**REQUIREMENT 1:**
Format the stored rows, from the line containing "marking the plaid" through the end of the rows, as a two-column CSV with the header request,answer. Give each text-and-answer pair its own line, with each value in one quoted field and any line breaks turned into spaces.

**QUOTED PASSAGE:**
--------------------------------

Skip to main content

Turn zipped fixed-width (FWF) trade microdata into Hive-partitioned Parquet datasets.

Project description

microtrade

Turn monthly drops of zipped fixed-width (FWF) trade microdata into Hive-partitioned Parquet datasets, one per trade type.

microtrade streams each raw <trade_type>_<YYYYMM>.zip directly from its zip archive (no extraction, bounded memory), slices columns according to a versioned YAML spec, and writes year=YYYY/month=MM/part-0.parquet atomically under a per-type dataset root. Monthly runs reprocess all months YTD of the current year; prior years are frozen.

Three trade types are supported, each with its own distinct schema:

  • imports
  • exports_us
  • exports_nonus

Requirements

  • Python 3.12+
  • uv for environment and dependency management

Install

uv sync

This resolves and installs runtime + dev dependencies into .venv/ based on pyproject.toml and uv.lock.

Usage

Import the schema workbook (once per schema version)

The authoritative schema lives in an Excel workbook. Sheets are mapped positionally: the first sheet becomes imports, the second exports_us, the third exports_nonus (sheet names are ignored). Each sheet's field table is autodetected by looking for a row containing Position, Description, Length, and Type; rows with Description = Blank are FWF padding and are skipped. See examples/microdata-layout.xls for a reference workbook with the expected shape.

--------------------------------

**REQUIREMENT 2:**
According to the project description, how many trade types does microtrade support?

Stored records
--------------------------------

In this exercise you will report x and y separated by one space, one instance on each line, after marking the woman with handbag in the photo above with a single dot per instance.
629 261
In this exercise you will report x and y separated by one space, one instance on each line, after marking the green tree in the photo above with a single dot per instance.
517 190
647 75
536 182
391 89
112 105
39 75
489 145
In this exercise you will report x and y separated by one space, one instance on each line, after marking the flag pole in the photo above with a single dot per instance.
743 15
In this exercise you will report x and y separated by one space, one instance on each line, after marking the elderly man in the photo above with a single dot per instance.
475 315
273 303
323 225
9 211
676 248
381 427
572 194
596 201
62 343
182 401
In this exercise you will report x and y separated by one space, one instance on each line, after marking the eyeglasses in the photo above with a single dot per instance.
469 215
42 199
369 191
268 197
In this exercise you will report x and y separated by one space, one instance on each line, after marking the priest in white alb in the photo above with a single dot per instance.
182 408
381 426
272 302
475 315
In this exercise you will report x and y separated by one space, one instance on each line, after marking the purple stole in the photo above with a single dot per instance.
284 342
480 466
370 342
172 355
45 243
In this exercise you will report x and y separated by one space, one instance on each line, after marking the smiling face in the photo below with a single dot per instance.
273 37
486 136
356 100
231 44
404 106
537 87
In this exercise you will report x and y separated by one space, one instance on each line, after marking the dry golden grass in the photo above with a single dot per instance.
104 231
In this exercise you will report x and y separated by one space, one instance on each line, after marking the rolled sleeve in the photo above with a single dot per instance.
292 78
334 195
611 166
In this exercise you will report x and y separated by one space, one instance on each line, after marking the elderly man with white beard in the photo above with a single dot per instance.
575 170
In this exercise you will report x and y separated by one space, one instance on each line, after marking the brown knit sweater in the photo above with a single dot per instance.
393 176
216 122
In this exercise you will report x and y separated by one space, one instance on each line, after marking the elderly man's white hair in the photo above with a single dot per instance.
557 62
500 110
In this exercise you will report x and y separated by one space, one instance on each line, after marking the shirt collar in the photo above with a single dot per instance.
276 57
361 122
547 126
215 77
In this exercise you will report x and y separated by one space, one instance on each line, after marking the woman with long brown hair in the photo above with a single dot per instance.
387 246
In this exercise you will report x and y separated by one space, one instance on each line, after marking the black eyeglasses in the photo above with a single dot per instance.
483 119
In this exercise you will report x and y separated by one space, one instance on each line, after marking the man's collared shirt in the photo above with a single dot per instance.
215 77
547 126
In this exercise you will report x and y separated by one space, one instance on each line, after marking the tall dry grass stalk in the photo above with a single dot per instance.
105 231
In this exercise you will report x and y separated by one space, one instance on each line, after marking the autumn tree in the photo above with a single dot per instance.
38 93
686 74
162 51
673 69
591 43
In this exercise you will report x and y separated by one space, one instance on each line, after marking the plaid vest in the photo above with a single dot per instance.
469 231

--------------------------------

**TASK OUTPUT 1:**
request,answer
"In this exercise you will report x and y separated by one space, one instance on each line, after marking the plaid vest in the photo above with a single dot per instance.","469 231"

**TASK OUTPUT 2:**
Three: imports, exports_us, and exports_nonus.